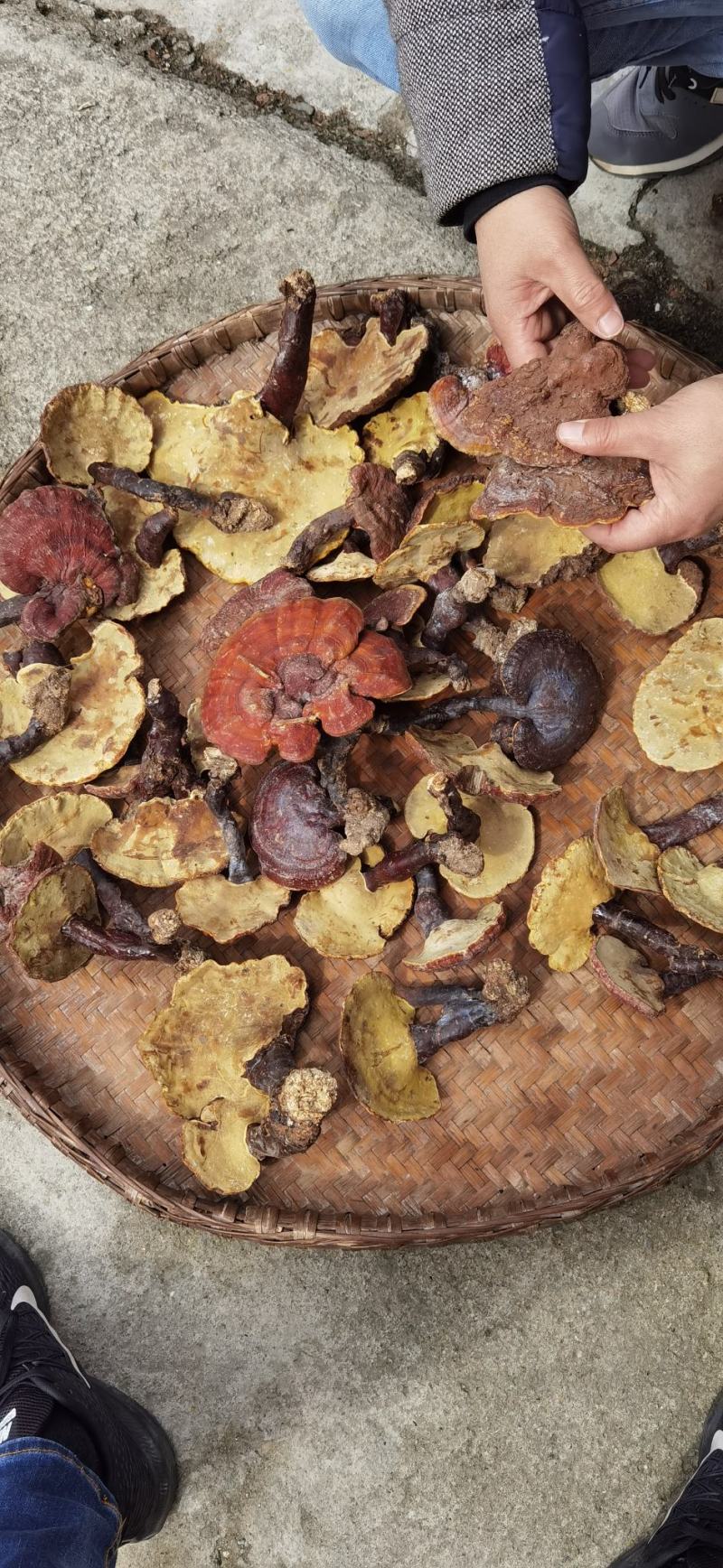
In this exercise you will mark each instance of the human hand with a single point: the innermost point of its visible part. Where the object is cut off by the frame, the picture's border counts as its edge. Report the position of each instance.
(535, 275)
(681, 443)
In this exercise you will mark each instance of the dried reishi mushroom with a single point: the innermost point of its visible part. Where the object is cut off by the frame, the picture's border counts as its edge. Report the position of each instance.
(577, 496)
(426, 549)
(692, 888)
(38, 937)
(162, 843)
(33, 707)
(294, 828)
(221, 1020)
(626, 852)
(59, 546)
(284, 386)
(678, 711)
(380, 1054)
(349, 920)
(65, 822)
(349, 379)
(518, 415)
(505, 837)
(239, 447)
(560, 914)
(628, 975)
(648, 596)
(89, 424)
(157, 583)
(449, 943)
(402, 430)
(107, 706)
(225, 910)
(292, 668)
(532, 552)
(272, 592)
(482, 770)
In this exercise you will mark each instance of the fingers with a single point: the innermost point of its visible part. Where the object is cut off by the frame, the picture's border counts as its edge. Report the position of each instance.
(628, 436)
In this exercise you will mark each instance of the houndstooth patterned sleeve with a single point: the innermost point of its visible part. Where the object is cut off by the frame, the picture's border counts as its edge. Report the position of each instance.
(475, 80)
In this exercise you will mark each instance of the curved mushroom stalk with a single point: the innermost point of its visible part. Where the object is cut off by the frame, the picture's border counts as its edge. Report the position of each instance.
(548, 709)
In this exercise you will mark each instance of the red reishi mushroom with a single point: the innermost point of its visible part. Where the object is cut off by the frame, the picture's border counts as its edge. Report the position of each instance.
(294, 668)
(59, 547)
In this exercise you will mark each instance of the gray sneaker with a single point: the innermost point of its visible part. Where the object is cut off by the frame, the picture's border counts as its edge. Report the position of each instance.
(657, 121)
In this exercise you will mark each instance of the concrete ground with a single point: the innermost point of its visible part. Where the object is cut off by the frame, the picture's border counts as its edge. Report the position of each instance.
(521, 1405)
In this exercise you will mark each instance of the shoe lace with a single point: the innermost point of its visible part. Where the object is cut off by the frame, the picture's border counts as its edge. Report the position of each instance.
(693, 1521)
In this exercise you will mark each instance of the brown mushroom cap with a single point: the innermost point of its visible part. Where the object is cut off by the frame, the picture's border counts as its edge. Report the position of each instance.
(678, 711)
(560, 914)
(91, 424)
(162, 843)
(692, 886)
(225, 911)
(349, 920)
(628, 975)
(650, 598)
(380, 1054)
(65, 822)
(294, 828)
(352, 378)
(239, 447)
(482, 770)
(219, 1020)
(456, 943)
(628, 854)
(38, 938)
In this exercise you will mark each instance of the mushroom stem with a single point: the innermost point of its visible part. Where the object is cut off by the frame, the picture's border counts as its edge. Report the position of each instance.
(108, 943)
(217, 798)
(286, 381)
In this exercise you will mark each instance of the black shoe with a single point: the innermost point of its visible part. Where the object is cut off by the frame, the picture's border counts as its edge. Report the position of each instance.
(46, 1393)
(692, 1531)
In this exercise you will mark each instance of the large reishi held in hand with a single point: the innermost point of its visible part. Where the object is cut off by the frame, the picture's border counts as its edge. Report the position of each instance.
(292, 668)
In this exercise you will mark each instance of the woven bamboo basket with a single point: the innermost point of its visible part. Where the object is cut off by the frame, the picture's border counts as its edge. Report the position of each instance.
(573, 1107)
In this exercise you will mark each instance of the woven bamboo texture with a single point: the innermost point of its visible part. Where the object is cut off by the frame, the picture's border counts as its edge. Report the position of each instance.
(573, 1107)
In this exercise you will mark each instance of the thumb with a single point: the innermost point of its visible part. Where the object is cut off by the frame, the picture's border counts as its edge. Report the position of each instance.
(586, 295)
(620, 436)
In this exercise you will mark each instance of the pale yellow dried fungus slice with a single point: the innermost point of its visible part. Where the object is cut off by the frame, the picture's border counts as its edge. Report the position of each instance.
(482, 770)
(426, 549)
(380, 1056)
(349, 379)
(107, 707)
(162, 843)
(349, 566)
(349, 920)
(507, 837)
(646, 596)
(217, 1022)
(522, 549)
(230, 910)
(692, 888)
(560, 914)
(239, 447)
(157, 585)
(65, 822)
(628, 854)
(38, 938)
(89, 424)
(678, 711)
(215, 1146)
(405, 427)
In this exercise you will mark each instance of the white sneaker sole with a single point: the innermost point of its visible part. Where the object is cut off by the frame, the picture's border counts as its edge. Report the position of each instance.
(675, 165)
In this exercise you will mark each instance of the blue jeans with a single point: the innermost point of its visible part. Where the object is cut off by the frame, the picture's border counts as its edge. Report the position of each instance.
(620, 33)
(53, 1512)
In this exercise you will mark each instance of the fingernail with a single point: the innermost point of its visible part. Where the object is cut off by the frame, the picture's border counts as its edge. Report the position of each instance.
(610, 323)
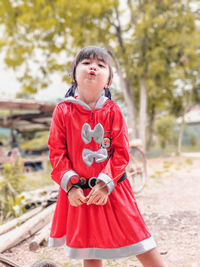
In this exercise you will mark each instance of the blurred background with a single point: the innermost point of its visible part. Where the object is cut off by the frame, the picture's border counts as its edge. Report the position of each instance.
(155, 47)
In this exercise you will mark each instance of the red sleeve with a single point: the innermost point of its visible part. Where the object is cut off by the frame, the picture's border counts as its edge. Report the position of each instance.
(117, 163)
(60, 162)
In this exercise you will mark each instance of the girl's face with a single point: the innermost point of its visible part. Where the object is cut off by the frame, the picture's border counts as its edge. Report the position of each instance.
(92, 75)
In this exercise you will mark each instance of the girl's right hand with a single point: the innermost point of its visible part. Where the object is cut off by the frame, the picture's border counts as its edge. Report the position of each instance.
(76, 197)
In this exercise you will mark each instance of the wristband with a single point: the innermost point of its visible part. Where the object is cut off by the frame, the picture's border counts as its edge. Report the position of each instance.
(76, 182)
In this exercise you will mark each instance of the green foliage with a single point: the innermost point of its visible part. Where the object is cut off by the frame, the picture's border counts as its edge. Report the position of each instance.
(165, 129)
(154, 40)
(11, 185)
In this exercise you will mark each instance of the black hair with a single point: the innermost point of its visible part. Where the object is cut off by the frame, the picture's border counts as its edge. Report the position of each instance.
(85, 53)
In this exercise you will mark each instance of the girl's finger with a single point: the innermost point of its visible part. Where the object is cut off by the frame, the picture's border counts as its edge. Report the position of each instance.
(91, 200)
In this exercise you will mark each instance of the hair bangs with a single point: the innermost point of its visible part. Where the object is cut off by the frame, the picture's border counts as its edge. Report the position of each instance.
(92, 52)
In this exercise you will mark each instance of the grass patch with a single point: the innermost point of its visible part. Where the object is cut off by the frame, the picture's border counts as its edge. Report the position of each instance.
(39, 179)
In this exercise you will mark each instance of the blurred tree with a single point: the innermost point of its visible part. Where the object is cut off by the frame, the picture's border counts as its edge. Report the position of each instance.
(147, 39)
(165, 130)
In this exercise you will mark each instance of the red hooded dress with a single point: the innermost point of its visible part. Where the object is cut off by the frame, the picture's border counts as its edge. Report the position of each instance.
(94, 143)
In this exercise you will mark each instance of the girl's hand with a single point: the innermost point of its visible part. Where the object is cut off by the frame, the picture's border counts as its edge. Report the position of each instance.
(98, 195)
(76, 197)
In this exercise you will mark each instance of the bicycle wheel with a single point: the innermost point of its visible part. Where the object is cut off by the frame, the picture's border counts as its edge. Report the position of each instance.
(137, 169)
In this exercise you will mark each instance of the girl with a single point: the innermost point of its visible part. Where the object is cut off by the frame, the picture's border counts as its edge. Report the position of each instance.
(96, 215)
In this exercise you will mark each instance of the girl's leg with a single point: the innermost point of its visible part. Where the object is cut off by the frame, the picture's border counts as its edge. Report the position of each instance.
(92, 263)
(151, 258)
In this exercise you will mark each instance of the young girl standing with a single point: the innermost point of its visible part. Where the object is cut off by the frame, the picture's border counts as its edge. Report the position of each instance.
(96, 215)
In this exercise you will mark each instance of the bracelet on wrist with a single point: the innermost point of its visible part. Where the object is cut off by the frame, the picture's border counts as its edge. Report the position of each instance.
(76, 183)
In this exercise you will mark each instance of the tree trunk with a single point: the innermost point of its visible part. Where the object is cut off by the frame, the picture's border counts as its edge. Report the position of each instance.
(128, 96)
(129, 99)
(151, 125)
(180, 135)
(143, 112)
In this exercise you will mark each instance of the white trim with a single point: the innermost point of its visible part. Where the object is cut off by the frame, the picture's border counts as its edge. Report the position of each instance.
(65, 179)
(107, 180)
(100, 253)
(56, 242)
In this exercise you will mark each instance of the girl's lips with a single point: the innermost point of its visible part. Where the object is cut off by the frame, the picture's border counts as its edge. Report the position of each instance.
(92, 72)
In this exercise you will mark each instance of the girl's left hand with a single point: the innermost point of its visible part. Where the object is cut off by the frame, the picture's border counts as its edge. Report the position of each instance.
(98, 195)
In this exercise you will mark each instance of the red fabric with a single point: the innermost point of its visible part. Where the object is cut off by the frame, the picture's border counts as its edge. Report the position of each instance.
(66, 145)
(119, 222)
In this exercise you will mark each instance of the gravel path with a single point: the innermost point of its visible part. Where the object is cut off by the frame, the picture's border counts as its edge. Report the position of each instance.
(170, 206)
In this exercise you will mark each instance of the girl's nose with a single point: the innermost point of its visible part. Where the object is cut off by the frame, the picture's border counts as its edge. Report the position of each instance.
(93, 67)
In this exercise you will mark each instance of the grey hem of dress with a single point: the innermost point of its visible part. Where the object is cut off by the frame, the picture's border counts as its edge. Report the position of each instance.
(98, 253)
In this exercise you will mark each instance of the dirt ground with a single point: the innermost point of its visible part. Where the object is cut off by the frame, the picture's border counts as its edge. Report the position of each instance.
(169, 204)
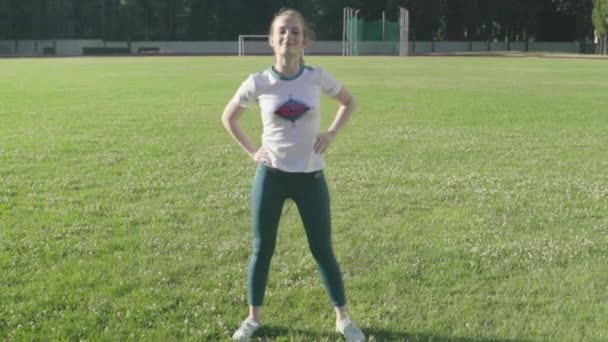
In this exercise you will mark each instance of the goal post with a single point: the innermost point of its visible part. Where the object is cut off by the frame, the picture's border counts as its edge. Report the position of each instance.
(382, 37)
(254, 44)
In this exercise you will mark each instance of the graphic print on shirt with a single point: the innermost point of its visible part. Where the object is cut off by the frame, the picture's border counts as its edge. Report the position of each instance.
(292, 110)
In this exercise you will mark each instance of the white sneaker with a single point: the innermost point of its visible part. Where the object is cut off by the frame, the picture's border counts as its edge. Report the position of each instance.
(244, 332)
(351, 331)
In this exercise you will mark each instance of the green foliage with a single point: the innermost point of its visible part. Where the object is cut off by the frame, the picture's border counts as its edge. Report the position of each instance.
(125, 20)
(469, 196)
(600, 17)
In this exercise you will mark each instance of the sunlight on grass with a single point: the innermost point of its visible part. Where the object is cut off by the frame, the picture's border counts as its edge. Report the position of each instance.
(469, 195)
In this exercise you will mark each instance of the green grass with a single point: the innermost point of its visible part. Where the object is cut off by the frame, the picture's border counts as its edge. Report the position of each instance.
(470, 202)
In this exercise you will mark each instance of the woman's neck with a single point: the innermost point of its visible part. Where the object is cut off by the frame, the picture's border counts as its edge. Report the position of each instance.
(287, 66)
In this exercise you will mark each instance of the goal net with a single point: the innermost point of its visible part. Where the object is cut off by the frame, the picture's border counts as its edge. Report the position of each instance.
(254, 44)
(374, 37)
★ ★ ★ ★
Do this:
Edit the lines from the one containing "the goal net" through the end of the lines, both included, so that "innermost point" becomes "center point", and leave all else unchanged.

The response:
In this exercise you will mark each instance of the goal net with a single point: the center point of its visible part. Where the object is cut off by the frame, the picture's border counts as its edge. Report the position of each instance.
(254, 44)
(374, 37)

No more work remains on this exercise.